What is being asked: Copy everything from the line containing "Indicate every instance of the blue" down to the end of the records, requests included, and shift every x and y coordinate in the answers by -126. Leave the numbers in the requests and their samples as they are.

++++++++++++++++++++

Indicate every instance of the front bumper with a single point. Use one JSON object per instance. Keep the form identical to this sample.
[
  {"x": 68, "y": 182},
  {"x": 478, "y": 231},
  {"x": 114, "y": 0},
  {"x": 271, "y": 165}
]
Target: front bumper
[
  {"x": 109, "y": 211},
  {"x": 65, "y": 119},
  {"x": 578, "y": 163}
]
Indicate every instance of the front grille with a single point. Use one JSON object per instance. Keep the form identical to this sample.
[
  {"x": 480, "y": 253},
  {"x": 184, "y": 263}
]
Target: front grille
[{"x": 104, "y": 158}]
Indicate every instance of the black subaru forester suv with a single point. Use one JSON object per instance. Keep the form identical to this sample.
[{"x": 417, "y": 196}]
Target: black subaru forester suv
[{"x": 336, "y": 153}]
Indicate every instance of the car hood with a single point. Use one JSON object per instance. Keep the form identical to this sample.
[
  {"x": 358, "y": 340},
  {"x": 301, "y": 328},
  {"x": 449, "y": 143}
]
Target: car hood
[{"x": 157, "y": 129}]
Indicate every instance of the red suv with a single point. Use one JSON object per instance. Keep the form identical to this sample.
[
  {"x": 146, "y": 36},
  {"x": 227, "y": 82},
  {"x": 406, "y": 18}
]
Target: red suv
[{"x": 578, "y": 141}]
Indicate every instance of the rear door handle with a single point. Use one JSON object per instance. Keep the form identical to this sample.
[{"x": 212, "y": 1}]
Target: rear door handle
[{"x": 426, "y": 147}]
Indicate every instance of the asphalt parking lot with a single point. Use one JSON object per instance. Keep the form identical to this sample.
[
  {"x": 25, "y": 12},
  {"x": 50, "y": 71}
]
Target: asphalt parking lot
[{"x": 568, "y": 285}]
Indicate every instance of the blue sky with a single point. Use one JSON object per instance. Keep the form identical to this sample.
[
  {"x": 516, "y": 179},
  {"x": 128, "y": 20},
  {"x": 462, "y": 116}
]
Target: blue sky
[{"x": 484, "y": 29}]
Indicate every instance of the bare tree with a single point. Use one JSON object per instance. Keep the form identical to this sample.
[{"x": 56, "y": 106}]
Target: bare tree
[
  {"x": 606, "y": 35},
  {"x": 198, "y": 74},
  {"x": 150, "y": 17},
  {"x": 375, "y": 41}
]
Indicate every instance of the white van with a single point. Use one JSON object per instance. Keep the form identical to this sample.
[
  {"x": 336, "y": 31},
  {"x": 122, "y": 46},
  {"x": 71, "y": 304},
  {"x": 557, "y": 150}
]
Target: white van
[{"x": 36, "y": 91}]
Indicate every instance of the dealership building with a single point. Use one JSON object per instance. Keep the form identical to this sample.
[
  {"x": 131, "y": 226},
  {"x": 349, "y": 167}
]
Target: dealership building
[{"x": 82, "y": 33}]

++++++++++++++++++++

Answer to the task:
Indicate every instance of the blue sky with a single point. Use one JSON object per instance. Keep the form identical to this sample.
[
  {"x": 516, "y": 179},
  {"x": 128, "y": 20},
  {"x": 462, "y": 116}
]
Target: blue sky
[{"x": 358, "y": -97}]
Indicate every instance of the bare tree with a single point. Use one JSON object per instance. Keep the form identical to this sample.
[{"x": 56, "y": 106}]
Target: bare tree
[
  {"x": 480, "y": -91},
  {"x": 72, "y": -52},
  {"x": 24, "y": -109},
  {"x": 249, "y": -85}
]
Indicate every instance of the white van with a single point. Use one JSON object per instance. Keep the form identical to this sample.
[
  {"x": 336, "y": 31},
  {"x": 122, "y": 46},
  {"x": 71, "y": 304},
  {"x": 557, "y": 150}
]
Target: white van
[{"x": -90, "y": -35}]
Indicate every instance of the dealership building with a single point. Use one JSON object per instance. Keep the form identical to this sample.
[
  {"x": 131, "y": 226},
  {"x": 349, "y": 167}
]
Target: dealership building
[{"x": -44, "y": -93}]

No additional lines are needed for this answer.